■ Yapılacaklar:
1 - Kültürel haklar konulu metinde bireysel ya da toplumsal müzikal–kültürel kimliğin hangi süreçlerinden söz edildiğini sıralayın.
2 - Kültürel haklar konulu metni kaldığı yerden sürdürün.

■ Seçilen metin:

==============================

AB'ye Katılım Sürecinde Kültürel Haklar ve Bu Bağlamda Müzikal–Kültürel Kimlik Hakkı


Yrd. Doç. Dr. Sibel PAŞAOĞLU*

       Özet

     Avrupa Birliği tarafından tanınan kültürel haklar çerçevesinde, tüm birey ve etnik toplulukların kültürel kimlik ve kültürel belleğe sahip olma, ayrıca kültürel mirasın korunması ve topluma açık yerlerde sergilenebilmesi hakları hemen dikkat çekmektedir. Bu bağlamda, bireysel ya da toplumsal müzikal–kültürel kimliğin korunması, iletilmesi ve tanıtılması sürecinin, hangi biçimde gerçekleştirileceği merak uyandırmaktadır. Buradan hareketle, Avrupa Birliğinin çok kültürlülüğe gerçekte ne derece sıcak baktığı; sergilenen ılımlı–uyumlu yaklaşımların sadece diplomatik düzeyde ve "kağıt üstünde" kalıp kalmayacağı türünden sorular akla gelmektedir.

==============================

Etiketli kontur girdileri
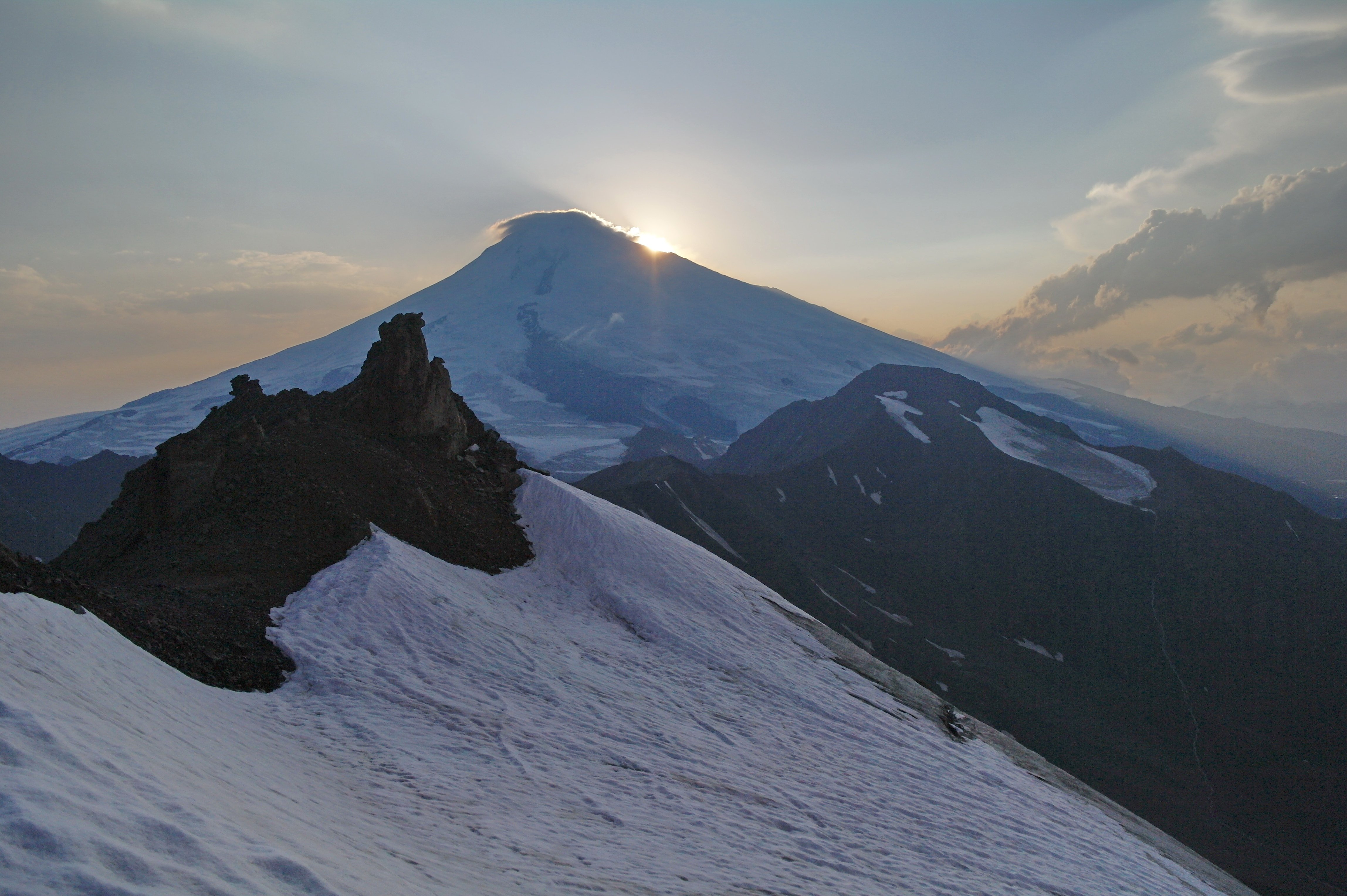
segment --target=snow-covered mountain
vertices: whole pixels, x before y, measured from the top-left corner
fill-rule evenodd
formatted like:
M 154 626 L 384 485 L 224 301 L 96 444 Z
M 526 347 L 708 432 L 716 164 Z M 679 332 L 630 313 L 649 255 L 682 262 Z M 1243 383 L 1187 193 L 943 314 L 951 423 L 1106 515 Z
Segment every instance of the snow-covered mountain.
M 702 470 L 577 483 L 718 554 L 1250 887 L 1347 877 L 1347 526 L 932 367 Z M 1332 671 L 1328 671 L 1332 670 Z
M 315 576 L 272 693 L 0 595 L 0 888 L 1249 896 L 703 549 L 537 474 L 517 505 L 525 566 L 376 531 Z
M 148 455 L 228 401 L 238 374 L 268 391 L 335 389 L 380 322 L 423 312 L 454 389 L 529 463 L 585 474 L 617 463 L 641 425 L 731 441 L 797 398 L 880 362 L 1020 385 L 777 289 L 652 252 L 579 211 L 506 222 L 458 273 L 322 339 L 98 414 L 0 432 L 18 460 Z

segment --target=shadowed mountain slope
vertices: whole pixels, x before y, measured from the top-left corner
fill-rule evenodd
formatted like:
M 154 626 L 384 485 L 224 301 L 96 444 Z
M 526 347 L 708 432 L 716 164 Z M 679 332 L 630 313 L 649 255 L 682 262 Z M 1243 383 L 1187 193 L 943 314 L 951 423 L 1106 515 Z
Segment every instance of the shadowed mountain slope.
M 409 313 L 383 324 L 361 374 L 337 391 L 267 396 L 236 377 L 233 398 L 132 471 L 54 569 L 182 640 L 232 632 L 224 650 L 163 658 L 207 683 L 267 689 L 288 667 L 265 639 L 271 608 L 370 523 L 475 569 L 525 562 L 512 503 L 520 463 L 426 357 L 423 326 Z
M 1347 526 L 880 366 L 581 487 L 740 565 L 1265 895 L 1347 876 Z
M 101 451 L 73 464 L 0 457 L 0 544 L 51 560 L 108 509 L 145 457 Z

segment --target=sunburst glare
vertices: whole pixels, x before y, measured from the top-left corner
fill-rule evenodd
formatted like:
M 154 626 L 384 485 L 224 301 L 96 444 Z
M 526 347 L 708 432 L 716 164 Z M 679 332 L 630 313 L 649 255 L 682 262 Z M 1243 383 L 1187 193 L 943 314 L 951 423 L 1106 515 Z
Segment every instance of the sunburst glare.
M 636 242 L 641 244 L 651 252 L 674 252 L 674 244 L 671 244 L 664 237 L 656 237 L 653 233 L 641 233 L 640 227 L 632 227 L 626 231 Z

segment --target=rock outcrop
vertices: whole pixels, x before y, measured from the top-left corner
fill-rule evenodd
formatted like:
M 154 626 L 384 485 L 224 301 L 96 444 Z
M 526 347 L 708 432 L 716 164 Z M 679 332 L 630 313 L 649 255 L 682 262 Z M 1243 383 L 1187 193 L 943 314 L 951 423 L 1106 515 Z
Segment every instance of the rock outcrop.
M 154 651 L 162 659 L 248 690 L 290 669 L 265 639 L 271 608 L 370 523 L 450 562 L 525 562 L 512 500 L 523 464 L 453 391 L 445 362 L 427 359 L 422 327 L 419 313 L 381 324 L 360 375 L 335 391 L 267 396 L 236 377 L 232 401 L 159 445 L 54 569 L 179 631 L 171 640 L 186 646 Z M 206 631 L 228 643 L 194 648 Z

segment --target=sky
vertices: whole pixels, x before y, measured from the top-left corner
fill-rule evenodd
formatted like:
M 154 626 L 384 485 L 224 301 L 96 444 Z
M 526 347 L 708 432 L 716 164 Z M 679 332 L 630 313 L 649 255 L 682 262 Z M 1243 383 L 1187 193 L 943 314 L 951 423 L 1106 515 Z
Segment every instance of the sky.
M 585 209 L 1029 377 L 1342 401 L 1338 0 L 0 0 L 0 426 Z

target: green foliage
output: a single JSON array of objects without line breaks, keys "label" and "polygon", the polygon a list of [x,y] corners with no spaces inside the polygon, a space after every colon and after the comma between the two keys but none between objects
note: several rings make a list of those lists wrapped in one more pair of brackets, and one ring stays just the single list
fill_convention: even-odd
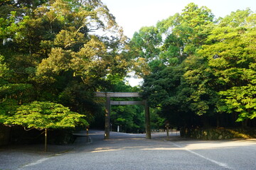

==============================

■ Yanıtlar:
1 -
- Korunması
- İletilmesi
- Tanıtılması

2 -
     Bu bildiride, aşağıdaki konulara açıklık getirmeğe çalışılmaktadır: "Çok kültürlülüğe açık" Avrupa'da, çeşitli kültürel bilgiler ile donatılarak yetiştirildiği varsayılan ama bir o kadar da ütopik olan "standart" bir Avrupa Birliği vatandaşı şekillendirme yolunda, bireysel ya da toplumsal etnik müzikal–kültürel kimliklerin akıbeti ne olacaktır? Son yıllarda açıkça görülen milliyetçi hatta ırkçı fraksiyonların gölgesindeki Avrupa, pek çok uluslararası platformda savunula geldiği gibi, Birlik'çe ulaşılmak istenen "kültürel mozaik" modeline pratikte ne ölçüde hazırdır? "Bütünleşme" adı altında, müzikal–kültürel kimliklerinin temel bileşeni olan, geleneksel müzikal–kültürel özlerinden belki de şu veya bu şekilde uzaklaştırılacak olan bireyler ya da etnik toplulukların Birlik içerisindeki yeri ne olacaktır? Zamanla farklı etkiler alarak, temeldeki özgünlüğünü büyük ölçüde yitirmiş, fakirleşmiş müzikal–kültürel kimlikleri ile her türlü kültürel asimilasyona açık, adeta “kimliksiz” toplulukların belli kültürel haklara sahip olması ne derece anlam ifade edecektir?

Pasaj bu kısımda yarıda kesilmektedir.